● Work item
Lines from the one containing "The response MUST carry one point per instance of the flower" through the last one in the data below: write them out word for word, and only them.

(Region pointing data)
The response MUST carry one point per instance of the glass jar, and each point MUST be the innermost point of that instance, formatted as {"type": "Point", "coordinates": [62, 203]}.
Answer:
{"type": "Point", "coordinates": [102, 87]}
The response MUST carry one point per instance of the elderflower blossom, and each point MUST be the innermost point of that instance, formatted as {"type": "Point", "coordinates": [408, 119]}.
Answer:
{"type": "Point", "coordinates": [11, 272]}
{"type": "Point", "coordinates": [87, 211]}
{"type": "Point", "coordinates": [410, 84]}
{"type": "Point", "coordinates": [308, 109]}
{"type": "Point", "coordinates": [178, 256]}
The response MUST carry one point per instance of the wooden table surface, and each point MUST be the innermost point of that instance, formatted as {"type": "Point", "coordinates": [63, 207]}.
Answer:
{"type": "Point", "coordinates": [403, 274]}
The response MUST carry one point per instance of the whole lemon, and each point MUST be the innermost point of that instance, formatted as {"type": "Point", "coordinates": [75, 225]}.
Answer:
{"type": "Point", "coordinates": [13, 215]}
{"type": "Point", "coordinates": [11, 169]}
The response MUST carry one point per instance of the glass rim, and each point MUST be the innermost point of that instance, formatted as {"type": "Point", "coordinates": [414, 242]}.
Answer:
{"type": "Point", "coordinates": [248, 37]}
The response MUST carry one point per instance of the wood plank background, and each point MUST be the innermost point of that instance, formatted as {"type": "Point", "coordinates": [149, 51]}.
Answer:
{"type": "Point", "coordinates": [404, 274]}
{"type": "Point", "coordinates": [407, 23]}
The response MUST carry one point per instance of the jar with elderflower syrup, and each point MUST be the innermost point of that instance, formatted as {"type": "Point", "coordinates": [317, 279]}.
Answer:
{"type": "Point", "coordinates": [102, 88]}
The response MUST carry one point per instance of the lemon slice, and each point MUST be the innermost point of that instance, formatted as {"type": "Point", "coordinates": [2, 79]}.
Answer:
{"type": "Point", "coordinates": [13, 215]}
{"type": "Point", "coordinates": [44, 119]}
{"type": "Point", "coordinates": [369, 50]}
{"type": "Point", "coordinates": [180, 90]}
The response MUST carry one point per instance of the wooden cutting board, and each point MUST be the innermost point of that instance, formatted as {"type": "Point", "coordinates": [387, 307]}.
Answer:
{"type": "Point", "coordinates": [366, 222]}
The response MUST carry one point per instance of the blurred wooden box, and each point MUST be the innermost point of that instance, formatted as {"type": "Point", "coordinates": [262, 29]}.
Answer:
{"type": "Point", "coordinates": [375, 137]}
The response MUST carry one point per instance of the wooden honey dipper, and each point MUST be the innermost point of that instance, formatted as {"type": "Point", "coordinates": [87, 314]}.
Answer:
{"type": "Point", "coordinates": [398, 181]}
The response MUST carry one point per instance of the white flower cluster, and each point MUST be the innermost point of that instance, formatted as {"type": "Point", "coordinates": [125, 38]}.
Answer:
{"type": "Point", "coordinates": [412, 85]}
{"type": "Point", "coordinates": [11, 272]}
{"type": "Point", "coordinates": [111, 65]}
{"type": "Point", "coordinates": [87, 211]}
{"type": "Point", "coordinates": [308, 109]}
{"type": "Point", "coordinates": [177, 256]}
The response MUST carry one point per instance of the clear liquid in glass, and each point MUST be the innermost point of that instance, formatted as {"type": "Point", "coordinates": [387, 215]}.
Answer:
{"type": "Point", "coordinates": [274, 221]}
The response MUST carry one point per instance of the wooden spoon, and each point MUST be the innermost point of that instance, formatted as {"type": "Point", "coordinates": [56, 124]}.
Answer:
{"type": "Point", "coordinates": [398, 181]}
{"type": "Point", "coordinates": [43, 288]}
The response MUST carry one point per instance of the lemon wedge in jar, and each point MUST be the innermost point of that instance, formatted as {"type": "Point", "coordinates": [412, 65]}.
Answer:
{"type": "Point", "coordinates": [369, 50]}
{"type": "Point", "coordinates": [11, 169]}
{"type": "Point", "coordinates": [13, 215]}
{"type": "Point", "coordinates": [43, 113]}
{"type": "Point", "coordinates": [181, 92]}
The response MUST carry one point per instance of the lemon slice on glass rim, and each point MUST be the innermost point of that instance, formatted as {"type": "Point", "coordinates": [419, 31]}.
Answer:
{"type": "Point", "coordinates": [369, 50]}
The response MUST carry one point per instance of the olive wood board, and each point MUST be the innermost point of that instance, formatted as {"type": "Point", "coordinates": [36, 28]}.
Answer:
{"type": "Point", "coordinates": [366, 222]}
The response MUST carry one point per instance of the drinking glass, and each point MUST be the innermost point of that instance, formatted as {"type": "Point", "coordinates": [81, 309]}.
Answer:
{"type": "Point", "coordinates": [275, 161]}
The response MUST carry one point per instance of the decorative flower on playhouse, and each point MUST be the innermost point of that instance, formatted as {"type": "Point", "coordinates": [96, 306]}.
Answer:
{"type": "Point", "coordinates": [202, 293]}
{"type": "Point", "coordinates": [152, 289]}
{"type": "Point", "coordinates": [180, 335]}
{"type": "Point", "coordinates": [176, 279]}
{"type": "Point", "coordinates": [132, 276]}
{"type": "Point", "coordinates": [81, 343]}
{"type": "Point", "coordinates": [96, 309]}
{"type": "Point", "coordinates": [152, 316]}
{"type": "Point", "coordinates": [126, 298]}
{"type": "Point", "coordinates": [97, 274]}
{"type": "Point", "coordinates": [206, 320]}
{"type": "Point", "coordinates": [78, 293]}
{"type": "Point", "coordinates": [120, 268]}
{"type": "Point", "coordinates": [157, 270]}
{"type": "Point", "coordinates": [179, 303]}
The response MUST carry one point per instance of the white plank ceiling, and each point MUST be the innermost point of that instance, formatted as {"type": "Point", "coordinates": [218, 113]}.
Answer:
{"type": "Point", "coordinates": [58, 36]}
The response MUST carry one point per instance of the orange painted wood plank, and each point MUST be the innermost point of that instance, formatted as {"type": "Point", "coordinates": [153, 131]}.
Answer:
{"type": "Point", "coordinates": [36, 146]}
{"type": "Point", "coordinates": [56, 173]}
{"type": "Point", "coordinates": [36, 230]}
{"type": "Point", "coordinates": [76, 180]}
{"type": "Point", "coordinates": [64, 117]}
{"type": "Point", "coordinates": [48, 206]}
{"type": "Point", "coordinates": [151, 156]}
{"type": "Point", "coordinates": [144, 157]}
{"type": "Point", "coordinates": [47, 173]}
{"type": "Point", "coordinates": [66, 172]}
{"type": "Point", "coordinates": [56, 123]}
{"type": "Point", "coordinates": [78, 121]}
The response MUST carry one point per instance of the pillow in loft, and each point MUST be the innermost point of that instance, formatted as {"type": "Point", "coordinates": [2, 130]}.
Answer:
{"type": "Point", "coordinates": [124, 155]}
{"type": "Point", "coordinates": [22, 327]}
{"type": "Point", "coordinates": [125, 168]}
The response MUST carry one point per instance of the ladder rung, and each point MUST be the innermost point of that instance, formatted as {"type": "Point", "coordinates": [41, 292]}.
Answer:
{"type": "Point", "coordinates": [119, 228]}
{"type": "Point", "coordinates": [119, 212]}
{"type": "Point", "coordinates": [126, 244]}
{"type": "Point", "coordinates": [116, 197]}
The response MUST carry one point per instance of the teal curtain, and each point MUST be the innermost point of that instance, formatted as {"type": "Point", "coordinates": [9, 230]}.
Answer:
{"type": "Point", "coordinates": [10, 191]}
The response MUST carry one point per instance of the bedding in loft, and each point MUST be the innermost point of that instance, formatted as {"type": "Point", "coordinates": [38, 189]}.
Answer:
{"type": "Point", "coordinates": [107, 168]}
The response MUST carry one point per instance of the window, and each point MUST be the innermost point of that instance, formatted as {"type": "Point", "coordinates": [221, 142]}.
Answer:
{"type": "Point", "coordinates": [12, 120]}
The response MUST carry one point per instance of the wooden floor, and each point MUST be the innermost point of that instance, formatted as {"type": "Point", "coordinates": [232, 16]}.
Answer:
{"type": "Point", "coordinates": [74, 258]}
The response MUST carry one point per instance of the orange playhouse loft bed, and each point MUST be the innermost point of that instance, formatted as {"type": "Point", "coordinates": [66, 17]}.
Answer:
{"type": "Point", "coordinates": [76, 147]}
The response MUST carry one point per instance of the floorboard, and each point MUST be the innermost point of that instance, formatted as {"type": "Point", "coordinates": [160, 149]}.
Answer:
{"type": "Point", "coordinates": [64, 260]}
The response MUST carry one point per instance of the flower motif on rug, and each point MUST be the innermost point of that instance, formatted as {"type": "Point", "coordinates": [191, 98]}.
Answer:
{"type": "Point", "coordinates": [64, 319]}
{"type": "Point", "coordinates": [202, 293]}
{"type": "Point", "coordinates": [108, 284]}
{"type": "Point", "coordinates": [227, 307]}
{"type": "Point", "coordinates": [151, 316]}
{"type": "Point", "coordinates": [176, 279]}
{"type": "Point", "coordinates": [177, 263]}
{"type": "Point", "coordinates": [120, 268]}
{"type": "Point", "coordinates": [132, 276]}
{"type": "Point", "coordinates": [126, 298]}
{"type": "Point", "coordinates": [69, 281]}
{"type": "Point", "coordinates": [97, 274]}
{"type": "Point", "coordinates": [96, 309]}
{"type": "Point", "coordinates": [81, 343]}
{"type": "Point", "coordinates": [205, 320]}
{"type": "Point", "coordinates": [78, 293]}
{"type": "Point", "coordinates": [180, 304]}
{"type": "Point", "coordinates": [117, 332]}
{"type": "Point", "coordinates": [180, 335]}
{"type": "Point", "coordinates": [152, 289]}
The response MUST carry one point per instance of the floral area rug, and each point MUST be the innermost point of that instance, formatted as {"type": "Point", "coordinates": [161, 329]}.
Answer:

● Result for this task
The response MUST carry one point per instance of the flower motif on rug, and each point MUST be the innermost point of that instance, formatted as {"type": "Point", "coordinates": [191, 98]}.
Answer:
{"type": "Point", "coordinates": [64, 319]}
{"type": "Point", "coordinates": [202, 293]}
{"type": "Point", "coordinates": [108, 284]}
{"type": "Point", "coordinates": [227, 307]}
{"type": "Point", "coordinates": [151, 316]}
{"type": "Point", "coordinates": [176, 279]}
{"type": "Point", "coordinates": [177, 263]}
{"type": "Point", "coordinates": [120, 268]}
{"type": "Point", "coordinates": [132, 276]}
{"type": "Point", "coordinates": [126, 298]}
{"type": "Point", "coordinates": [69, 281]}
{"type": "Point", "coordinates": [97, 274]}
{"type": "Point", "coordinates": [96, 309]}
{"type": "Point", "coordinates": [81, 343]}
{"type": "Point", "coordinates": [205, 320]}
{"type": "Point", "coordinates": [78, 293]}
{"type": "Point", "coordinates": [180, 304]}
{"type": "Point", "coordinates": [117, 332]}
{"type": "Point", "coordinates": [180, 335]}
{"type": "Point", "coordinates": [152, 289]}
The response MUST carry one point per instance of the floral area rug, and each point MUST be the innermost point of that instance, formatted as {"type": "Point", "coordinates": [161, 329]}.
Answer:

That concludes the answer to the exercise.